▶ _Photo labels with boxes_
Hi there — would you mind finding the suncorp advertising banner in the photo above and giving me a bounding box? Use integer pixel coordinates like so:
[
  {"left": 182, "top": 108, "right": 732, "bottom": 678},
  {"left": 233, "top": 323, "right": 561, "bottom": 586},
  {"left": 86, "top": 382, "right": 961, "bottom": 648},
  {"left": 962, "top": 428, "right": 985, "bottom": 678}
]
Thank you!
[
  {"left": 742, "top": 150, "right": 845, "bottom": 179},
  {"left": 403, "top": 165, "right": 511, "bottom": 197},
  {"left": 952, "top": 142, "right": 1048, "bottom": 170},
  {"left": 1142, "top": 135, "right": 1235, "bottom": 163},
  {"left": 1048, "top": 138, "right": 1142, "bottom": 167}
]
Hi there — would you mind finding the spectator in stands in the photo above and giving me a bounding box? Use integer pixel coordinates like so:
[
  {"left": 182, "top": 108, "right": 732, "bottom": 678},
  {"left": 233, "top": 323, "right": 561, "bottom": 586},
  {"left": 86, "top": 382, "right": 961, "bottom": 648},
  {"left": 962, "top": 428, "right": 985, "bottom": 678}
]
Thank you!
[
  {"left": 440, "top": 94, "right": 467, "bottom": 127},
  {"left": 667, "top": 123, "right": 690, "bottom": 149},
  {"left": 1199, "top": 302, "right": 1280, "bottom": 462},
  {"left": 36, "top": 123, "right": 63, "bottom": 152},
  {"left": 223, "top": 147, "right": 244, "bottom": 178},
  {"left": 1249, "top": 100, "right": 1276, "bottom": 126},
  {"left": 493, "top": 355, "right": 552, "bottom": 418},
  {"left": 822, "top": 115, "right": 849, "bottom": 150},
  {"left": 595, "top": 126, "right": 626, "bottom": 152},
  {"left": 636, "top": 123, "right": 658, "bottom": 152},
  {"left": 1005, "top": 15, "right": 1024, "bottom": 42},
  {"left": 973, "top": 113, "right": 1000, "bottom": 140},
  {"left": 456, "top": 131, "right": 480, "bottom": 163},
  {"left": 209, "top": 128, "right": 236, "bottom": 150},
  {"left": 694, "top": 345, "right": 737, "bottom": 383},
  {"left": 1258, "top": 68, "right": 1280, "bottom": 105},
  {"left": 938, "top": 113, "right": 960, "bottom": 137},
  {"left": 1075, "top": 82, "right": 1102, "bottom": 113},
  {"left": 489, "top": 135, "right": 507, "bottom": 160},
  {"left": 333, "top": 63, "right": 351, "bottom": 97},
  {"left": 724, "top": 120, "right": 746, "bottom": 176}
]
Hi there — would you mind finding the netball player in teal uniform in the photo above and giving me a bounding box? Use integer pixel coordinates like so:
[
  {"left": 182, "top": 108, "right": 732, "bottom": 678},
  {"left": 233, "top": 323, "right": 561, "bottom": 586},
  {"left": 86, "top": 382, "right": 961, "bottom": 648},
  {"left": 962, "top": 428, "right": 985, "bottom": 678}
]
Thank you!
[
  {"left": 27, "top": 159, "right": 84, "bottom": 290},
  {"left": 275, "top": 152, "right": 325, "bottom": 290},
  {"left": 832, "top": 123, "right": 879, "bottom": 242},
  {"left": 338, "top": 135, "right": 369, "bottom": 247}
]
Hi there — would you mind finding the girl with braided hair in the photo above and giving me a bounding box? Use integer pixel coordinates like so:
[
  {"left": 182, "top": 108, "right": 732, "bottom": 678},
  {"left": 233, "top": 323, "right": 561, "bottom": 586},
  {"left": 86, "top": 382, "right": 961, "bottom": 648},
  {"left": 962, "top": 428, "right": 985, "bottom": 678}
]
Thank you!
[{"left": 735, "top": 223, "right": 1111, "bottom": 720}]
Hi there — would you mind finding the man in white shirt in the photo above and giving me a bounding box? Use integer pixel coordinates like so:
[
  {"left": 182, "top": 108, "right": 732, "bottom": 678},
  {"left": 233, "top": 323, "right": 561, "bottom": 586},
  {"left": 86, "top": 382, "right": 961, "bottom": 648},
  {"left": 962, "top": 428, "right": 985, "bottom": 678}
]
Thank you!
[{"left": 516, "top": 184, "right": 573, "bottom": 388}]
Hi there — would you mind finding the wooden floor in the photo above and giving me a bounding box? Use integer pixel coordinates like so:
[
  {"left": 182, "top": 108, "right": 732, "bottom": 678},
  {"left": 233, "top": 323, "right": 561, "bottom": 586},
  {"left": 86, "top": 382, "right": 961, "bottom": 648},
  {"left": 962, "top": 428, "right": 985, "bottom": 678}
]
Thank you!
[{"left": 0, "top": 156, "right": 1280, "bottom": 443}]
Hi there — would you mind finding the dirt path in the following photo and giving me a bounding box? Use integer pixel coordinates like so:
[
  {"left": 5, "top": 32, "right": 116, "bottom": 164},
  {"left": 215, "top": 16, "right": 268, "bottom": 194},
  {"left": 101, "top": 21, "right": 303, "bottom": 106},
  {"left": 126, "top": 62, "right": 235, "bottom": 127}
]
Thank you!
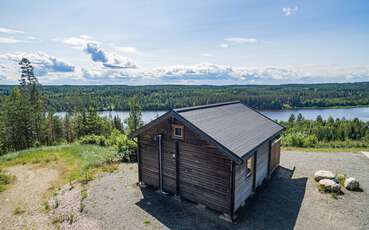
[{"left": 0, "top": 165, "right": 58, "bottom": 230}]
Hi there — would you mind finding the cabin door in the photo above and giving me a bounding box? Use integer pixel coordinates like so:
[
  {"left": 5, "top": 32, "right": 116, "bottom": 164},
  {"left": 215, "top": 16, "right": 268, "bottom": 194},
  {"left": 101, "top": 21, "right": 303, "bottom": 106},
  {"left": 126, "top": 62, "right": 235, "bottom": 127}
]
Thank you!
[{"left": 157, "top": 134, "right": 176, "bottom": 193}]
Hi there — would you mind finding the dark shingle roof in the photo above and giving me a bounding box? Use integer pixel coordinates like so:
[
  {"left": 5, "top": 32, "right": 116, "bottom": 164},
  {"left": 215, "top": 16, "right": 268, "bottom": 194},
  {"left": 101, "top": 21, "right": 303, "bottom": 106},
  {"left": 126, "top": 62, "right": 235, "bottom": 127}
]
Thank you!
[
  {"left": 174, "top": 102, "right": 283, "bottom": 158},
  {"left": 130, "top": 101, "right": 284, "bottom": 162}
]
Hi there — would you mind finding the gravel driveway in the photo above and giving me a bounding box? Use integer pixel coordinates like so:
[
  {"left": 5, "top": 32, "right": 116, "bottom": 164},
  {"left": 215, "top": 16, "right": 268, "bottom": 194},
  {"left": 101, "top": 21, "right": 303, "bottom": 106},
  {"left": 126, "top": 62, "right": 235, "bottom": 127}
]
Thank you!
[{"left": 84, "top": 152, "right": 369, "bottom": 230}]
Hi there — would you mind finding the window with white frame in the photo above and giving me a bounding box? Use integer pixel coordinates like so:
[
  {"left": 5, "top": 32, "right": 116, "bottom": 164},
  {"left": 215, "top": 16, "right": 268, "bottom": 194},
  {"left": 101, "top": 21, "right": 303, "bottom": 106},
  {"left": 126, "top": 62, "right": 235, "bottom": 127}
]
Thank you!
[
  {"left": 245, "top": 155, "right": 255, "bottom": 177},
  {"left": 172, "top": 124, "right": 184, "bottom": 140}
]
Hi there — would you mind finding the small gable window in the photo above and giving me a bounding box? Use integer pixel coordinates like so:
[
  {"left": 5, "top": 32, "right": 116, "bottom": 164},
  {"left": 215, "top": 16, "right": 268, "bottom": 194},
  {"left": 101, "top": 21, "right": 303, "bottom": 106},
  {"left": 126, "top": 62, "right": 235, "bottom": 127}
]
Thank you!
[
  {"left": 172, "top": 124, "right": 183, "bottom": 140},
  {"left": 246, "top": 156, "right": 254, "bottom": 177}
]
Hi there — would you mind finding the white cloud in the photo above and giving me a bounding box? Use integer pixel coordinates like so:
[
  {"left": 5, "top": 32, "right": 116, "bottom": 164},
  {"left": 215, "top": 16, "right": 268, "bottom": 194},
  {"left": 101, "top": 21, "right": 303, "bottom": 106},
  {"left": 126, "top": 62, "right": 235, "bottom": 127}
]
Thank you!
[
  {"left": 115, "top": 46, "right": 139, "bottom": 54},
  {"left": 0, "top": 27, "right": 25, "bottom": 34},
  {"left": 224, "top": 37, "right": 258, "bottom": 44},
  {"left": 219, "top": 43, "right": 229, "bottom": 48},
  {"left": 26, "top": 36, "right": 37, "bottom": 40},
  {"left": 282, "top": 6, "right": 299, "bottom": 17},
  {"left": 61, "top": 35, "right": 96, "bottom": 48},
  {"left": 61, "top": 35, "right": 138, "bottom": 69},
  {"left": 0, "top": 52, "right": 75, "bottom": 76},
  {"left": 201, "top": 53, "right": 213, "bottom": 57},
  {"left": 0, "top": 37, "right": 22, "bottom": 44},
  {"left": 83, "top": 42, "right": 137, "bottom": 69}
]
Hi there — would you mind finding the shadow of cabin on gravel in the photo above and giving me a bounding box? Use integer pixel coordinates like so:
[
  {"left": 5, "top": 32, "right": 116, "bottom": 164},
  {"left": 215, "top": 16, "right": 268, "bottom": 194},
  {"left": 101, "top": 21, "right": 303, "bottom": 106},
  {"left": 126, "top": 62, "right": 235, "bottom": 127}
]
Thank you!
[{"left": 136, "top": 166, "right": 307, "bottom": 229}]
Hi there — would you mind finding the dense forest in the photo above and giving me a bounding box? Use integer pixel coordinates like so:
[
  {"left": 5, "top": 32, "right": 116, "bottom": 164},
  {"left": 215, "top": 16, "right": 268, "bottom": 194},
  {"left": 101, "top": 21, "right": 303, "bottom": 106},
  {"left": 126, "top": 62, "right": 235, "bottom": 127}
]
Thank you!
[
  {"left": 0, "top": 82, "right": 369, "bottom": 111},
  {"left": 0, "top": 58, "right": 143, "bottom": 157},
  {"left": 0, "top": 58, "right": 369, "bottom": 156},
  {"left": 280, "top": 114, "right": 369, "bottom": 148}
]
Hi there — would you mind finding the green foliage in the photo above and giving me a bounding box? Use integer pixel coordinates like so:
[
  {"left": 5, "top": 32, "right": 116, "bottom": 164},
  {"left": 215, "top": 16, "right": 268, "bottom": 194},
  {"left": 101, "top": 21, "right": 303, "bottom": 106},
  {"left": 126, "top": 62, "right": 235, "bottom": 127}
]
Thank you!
[
  {"left": 79, "top": 129, "right": 137, "bottom": 162},
  {"left": 281, "top": 116, "right": 369, "bottom": 148},
  {"left": 0, "top": 144, "right": 118, "bottom": 191},
  {"left": 0, "top": 170, "right": 12, "bottom": 192},
  {"left": 0, "top": 82, "right": 369, "bottom": 112},
  {"left": 109, "top": 130, "right": 137, "bottom": 162},
  {"left": 126, "top": 97, "right": 143, "bottom": 133},
  {"left": 79, "top": 134, "right": 108, "bottom": 146}
]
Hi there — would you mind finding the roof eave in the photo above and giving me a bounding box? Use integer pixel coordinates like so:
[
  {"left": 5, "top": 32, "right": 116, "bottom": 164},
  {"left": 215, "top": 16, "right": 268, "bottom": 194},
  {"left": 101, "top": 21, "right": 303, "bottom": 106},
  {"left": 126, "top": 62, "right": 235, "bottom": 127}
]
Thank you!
[
  {"left": 173, "top": 111, "right": 243, "bottom": 164},
  {"left": 241, "top": 127, "right": 284, "bottom": 160}
]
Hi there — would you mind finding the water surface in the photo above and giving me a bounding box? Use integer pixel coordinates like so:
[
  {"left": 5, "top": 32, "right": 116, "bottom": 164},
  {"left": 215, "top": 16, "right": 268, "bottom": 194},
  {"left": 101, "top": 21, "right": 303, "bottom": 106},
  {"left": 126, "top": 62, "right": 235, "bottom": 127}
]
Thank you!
[{"left": 57, "top": 107, "right": 369, "bottom": 123}]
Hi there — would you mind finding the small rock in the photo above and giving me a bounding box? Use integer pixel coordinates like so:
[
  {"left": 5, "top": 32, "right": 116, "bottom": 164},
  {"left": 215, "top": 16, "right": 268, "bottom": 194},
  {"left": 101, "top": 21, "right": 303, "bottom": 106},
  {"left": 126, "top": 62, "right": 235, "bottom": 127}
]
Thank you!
[
  {"left": 319, "top": 179, "right": 341, "bottom": 192},
  {"left": 314, "top": 170, "right": 335, "bottom": 181},
  {"left": 345, "top": 177, "right": 360, "bottom": 190}
]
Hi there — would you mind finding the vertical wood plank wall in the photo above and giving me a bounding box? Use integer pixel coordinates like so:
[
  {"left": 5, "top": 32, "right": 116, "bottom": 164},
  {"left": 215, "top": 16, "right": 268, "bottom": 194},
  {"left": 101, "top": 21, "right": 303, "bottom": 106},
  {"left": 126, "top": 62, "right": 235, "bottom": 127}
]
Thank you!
[
  {"left": 234, "top": 142, "right": 269, "bottom": 210},
  {"left": 270, "top": 138, "right": 281, "bottom": 173},
  {"left": 139, "top": 119, "right": 232, "bottom": 213}
]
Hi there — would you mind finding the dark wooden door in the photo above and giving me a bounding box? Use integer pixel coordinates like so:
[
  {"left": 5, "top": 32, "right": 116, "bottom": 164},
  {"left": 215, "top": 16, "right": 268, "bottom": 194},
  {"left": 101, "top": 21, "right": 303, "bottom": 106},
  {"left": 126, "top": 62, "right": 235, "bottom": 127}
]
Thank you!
[{"left": 161, "top": 136, "right": 176, "bottom": 194}]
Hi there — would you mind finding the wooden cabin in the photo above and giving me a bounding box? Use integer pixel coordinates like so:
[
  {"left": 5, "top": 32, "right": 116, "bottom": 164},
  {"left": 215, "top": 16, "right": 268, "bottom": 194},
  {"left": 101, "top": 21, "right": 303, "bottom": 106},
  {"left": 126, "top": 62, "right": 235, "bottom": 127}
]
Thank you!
[{"left": 131, "top": 101, "right": 284, "bottom": 220}]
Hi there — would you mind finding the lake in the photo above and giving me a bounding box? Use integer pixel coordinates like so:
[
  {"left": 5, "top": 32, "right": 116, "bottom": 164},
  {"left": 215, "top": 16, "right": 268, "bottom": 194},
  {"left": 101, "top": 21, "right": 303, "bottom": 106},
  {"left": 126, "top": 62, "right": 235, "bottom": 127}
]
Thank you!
[{"left": 57, "top": 107, "right": 369, "bottom": 123}]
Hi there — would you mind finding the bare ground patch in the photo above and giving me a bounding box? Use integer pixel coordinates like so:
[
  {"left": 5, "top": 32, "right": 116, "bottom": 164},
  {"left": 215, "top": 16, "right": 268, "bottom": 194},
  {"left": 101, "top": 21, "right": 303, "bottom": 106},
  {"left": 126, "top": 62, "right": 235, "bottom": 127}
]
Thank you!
[{"left": 0, "top": 165, "right": 59, "bottom": 230}]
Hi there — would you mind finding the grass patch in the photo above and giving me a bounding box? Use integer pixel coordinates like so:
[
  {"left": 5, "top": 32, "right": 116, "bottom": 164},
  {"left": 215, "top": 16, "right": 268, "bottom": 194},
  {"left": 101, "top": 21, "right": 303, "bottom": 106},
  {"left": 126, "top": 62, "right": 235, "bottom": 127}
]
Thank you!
[
  {"left": 0, "top": 170, "right": 14, "bottom": 192},
  {"left": 281, "top": 146, "right": 368, "bottom": 153},
  {"left": 13, "top": 206, "right": 26, "bottom": 215},
  {"left": 0, "top": 143, "right": 118, "bottom": 194}
]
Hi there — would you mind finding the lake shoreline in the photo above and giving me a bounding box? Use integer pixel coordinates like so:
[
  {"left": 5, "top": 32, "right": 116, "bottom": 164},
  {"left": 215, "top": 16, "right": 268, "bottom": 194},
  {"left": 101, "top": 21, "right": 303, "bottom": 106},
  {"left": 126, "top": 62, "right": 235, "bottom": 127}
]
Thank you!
[{"left": 56, "top": 107, "right": 369, "bottom": 123}]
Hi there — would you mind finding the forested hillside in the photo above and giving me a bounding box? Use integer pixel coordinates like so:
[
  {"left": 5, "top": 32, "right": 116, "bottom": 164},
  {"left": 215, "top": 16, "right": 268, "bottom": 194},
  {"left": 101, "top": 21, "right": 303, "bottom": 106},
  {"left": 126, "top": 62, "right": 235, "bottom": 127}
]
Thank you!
[{"left": 0, "top": 82, "right": 369, "bottom": 111}]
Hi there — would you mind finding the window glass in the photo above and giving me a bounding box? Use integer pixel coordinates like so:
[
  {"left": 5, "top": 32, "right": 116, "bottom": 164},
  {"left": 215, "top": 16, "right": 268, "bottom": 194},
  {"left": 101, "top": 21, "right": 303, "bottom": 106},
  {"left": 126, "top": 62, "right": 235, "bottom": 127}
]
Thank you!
[
  {"left": 174, "top": 128, "right": 182, "bottom": 137},
  {"left": 246, "top": 156, "right": 254, "bottom": 177}
]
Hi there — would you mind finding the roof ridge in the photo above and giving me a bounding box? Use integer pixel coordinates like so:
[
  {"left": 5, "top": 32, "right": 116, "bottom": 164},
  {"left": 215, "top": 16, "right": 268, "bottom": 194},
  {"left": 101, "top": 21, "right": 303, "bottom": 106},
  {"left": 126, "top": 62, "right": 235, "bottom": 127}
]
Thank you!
[{"left": 173, "top": 101, "right": 241, "bottom": 113}]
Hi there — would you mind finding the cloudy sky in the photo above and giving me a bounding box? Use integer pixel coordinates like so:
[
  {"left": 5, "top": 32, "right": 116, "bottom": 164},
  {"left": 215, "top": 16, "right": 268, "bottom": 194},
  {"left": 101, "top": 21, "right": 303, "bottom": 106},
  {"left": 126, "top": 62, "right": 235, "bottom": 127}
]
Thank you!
[{"left": 0, "top": 0, "right": 369, "bottom": 85}]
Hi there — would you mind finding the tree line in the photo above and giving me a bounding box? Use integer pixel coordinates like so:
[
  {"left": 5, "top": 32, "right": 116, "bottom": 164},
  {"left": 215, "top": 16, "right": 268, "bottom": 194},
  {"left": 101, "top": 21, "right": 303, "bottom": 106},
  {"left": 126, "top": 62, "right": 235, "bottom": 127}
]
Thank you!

▶ _What this task involves_
Repeat, with no changes, each line from the one with "Hi there — would you mind finding the forested" to the end of the listing, including both ends and nothing else.

▶ _Response to this exercise_
Hi there — would you mind finding the forested hillside in the photo above and giving me a bounding box? Use integer pixel coordinates like so:
[
  {"left": 5, "top": 32, "right": 116, "bottom": 164},
  {"left": 215, "top": 16, "right": 268, "bottom": 194},
  {"left": 101, "top": 21, "right": 303, "bottom": 106},
  {"left": 126, "top": 62, "right": 235, "bottom": 127}
]
Thank you!
[{"left": 0, "top": 82, "right": 369, "bottom": 111}]
Hi there — would you mind finding the window glass in the photo above and giving me a bounding box? Use integer pixel coordinates like so:
[
  {"left": 5, "top": 32, "right": 116, "bottom": 164},
  {"left": 215, "top": 16, "right": 268, "bottom": 194},
  {"left": 101, "top": 21, "right": 303, "bottom": 106},
  {"left": 126, "top": 62, "right": 235, "bottom": 127}
]
Thank you!
[
  {"left": 174, "top": 128, "right": 182, "bottom": 137},
  {"left": 246, "top": 156, "right": 254, "bottom": 177}
]
Hi there — would you mind finding the roof ridge in the photo above and giving me a bounding box? Use integer pixel coordinates like so:
[
  {"left": 5, "top": 32, "right": 116, "bottom": 164},
  {"left": 215, "top": 16, "right": 268, "bottom": 194},
  {"left": 101, "top": 21, "right": 303, "bottom": 106},
  {"left": 126, "top": 62, "right": 235, "bottom": 127}
]
Thank you!
[{"left": 173, "top": 101, "right": 241, "bottom": 113}]
Hi there — would you mind finding the cloudy sky in the photo above and giving me a bounding box? Use integer pixel coordinates like so:
[
  {"left": 5, "top": 32, "right": 116, "bottom": 164},
  {"left": 215, "top": 16, "right": 268, "bottom": 194},
  {"left": 101, "top": 21, "right": 303, "bottom": 106},
  {"left": 126, "top": 62, "right": 235, "bottom": 127}
]
Thank you!
[{"left": 0, "top": 0, "right": 369, "bottom": 85}]
Hi there — would you mind finding the tree line in the photo above and giving me a bounding box? Use integer pixel coordinates like so:
[
  {"left": 5, "top": 32, "right": 116, "bottom": 164},
  {"left": 215, "top": 16, "right": 268, "bottom": 194},
  {"left": 101, "top": 21, "right": 303, "bottom": 106},
  {"left": 126, "top": 62, "right": 235, "bottom": 127}
]
Thank you!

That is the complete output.